* _Set problem_
Set down each record exactly as written.

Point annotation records

○ ○ ○

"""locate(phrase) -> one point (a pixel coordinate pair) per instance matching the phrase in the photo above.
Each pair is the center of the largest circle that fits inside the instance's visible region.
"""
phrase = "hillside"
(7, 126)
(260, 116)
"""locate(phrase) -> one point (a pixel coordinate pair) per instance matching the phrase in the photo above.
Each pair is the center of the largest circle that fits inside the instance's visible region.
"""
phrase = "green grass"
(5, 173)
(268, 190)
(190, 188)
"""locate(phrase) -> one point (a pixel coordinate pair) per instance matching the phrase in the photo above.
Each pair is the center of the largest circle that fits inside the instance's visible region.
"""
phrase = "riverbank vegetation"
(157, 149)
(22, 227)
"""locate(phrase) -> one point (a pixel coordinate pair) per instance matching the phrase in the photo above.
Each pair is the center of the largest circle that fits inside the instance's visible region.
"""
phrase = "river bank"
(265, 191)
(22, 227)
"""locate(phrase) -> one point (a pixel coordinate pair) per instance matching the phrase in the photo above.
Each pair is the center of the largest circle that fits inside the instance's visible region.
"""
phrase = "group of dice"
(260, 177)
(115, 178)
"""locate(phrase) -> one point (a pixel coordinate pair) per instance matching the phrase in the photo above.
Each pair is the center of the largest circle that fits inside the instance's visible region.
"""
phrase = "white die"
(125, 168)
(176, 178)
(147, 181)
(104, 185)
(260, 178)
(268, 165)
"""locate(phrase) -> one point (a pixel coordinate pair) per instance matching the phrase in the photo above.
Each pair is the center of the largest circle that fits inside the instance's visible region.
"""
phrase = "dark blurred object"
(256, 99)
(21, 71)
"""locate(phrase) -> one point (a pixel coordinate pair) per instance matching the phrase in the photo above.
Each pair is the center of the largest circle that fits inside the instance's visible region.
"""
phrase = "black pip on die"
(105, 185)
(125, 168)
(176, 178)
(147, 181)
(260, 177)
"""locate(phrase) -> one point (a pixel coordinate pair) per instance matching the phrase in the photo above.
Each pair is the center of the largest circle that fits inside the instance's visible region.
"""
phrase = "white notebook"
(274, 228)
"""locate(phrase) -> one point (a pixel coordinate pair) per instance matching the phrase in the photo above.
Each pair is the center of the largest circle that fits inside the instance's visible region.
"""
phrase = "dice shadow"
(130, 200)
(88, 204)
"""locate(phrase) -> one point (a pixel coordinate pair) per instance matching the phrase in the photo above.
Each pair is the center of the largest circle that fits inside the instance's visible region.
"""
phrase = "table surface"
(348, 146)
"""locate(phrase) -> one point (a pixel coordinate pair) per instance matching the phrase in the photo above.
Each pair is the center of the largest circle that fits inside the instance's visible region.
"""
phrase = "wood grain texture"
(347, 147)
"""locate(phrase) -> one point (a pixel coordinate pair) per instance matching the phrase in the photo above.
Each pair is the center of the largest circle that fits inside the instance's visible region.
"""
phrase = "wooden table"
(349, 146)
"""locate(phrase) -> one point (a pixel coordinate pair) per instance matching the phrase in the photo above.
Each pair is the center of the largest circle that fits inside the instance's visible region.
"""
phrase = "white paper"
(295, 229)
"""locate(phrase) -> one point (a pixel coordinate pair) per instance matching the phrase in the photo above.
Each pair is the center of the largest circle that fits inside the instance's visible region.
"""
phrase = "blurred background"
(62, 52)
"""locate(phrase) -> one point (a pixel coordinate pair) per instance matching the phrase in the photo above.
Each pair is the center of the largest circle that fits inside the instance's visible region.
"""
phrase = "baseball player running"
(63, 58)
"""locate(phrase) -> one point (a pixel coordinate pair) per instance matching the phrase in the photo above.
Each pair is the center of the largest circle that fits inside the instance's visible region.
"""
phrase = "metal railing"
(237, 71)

○ ○ ○

* _Solution below_
"""locate(phrase) -> one point (a pixel coordinate pair) per instance matching the phrase in the photo above.
Each pair is the center of the largest circle that fits inside the instance's visible region.
"""
phrase = "hillside"
(7, 126)
(260, 116)
"""locate(phrase) -> one point (a pixel coordinate pair) per instance matching the phrase in the photo above.
Each pair is the center of the largest circle that fits inside the instance's visible region.
"""
phrase = "green grass"
(5, 173)
(268, 190)
(190, 188)
"""locate(phrase) -> one point (a pixel coordinate pair) per instance matching the phrase in the photo above.
Each pair is the center of the largest circle that fits inside the instance's visible region.
"""
phrase = "riverbank vegetation"
(157, 149)
(22, 227)
"""locate(phrase) -> one point (a pixel coordinate pair) per instance matching the phrase in the photo above.
Each pair is the center of the largest circle that fits inside the instance's visible region.
"""
phrase = "river bank"
(265, 191)
(22, 227)
"""locate(phrase) -> one point (a pixel coordinate pair) per instance matching the phrase in the photo above.
Each pair is the center of the largest circle that fits inside the instance's visible region.
"""
phrase = "group of dice"
(260, 177)
(115, 178)
"""locate(phrase) -> one point (a pixel coordinate pair) per instance matching the phrase in the photo above.
Each pair is the center of the largest circle that fits inside the instance's visible region.
"""
phrase = "white die"
(125, 168)
(176, 178)
(147, 181)
(104, 185)
(260, 178)
(268, 165)
"""locate(phrase) -> one point (a pixel coordinate pair) per instance matching the phrase in the photo above.
Each pair is the center of the largest circle that fits inside the instance's visible region.
"""
phrase = "dark blurred object"
(256, 99)
(21, 71)
"""locate(phrase) -> one point (a pixel coordinate pair) per instance matching the phrase in the photo above.
Each pair is the center of the largest circle that fits inside the instance's visible region.
"""
phrase = "black pip on die"
(105, 185)
(125, 168)
(176, 178)
(147, 181)
(260, 177)
"""locate(phrase) -> one point (a pixel coordinate pair) per instance matching the phrase in the photo above.
Each pair is the center of the largest circle that fits inside the instance's visible region.
"""
phrase = "white notebook"
(274, 228)
"""locate(phrase) -> one point (a pixel coordinate pair) per instance matching the phrase in the photo above.
Each pair is the center of the largest circle that fits inside the instance's visible region.
"""
phrase = "dice shadow"
(130, 200)
(88, 204)
"""locate(phrase) -> one point (a pixel coordinate pair) per instance matching the phrase in the photo above.
Each pair is the center of the largest circle that fits inside the instance's visible region.
"""
phrase = "table surface"
(348, 146)
"""locate(phrase) -> one point (a pixel coordinate pair) per instance matching the phrase in the photo above.
Each pair is the center of the largest circle that fits inside the instance's visible region.
"""
phrase = "wood grain texture"
(347, 147)
"""locate(phrase) -> one point (a pixel coordinate pair) per instance matching the phrase in the photo above.
Each pair is the center of the largest circle that fits inside the instance's visible region.
"""
phrase = "wooden table"
(349, 146)
"""locate(phrase) -> one point (a pixel coordinate pair) per instance matching the phrase in the photo above.
Each pair is the center of the largest circle that fits inside the instance's visible region.
"""
phrase = "white paper"
(295, 229)
"""locate(phrase) -> one point (a pixel coordinate pair) per instance matching the phrase in the photo above.
Each pair is the center of the largest circle that fits inside the instance's visible region.
"""
phrase = "blurred background"
(62, 52)
"""locate(phrase) -> one point (a pixel coordinate pair) per instance matching the phrase in the photo above.
Each pair is the center of the largest circle that fits inside the instance's visible region.
"""
phrase = "baseball player running"
(63, 58)
"""locate(phrase) -> one point (a pixel coordinate pair) per instance matching the phrase in the photo above.
Each pair is the center of the largest circle that fits inside the instance's visible region.
"""
phrase = "metal railing"
(237, 71)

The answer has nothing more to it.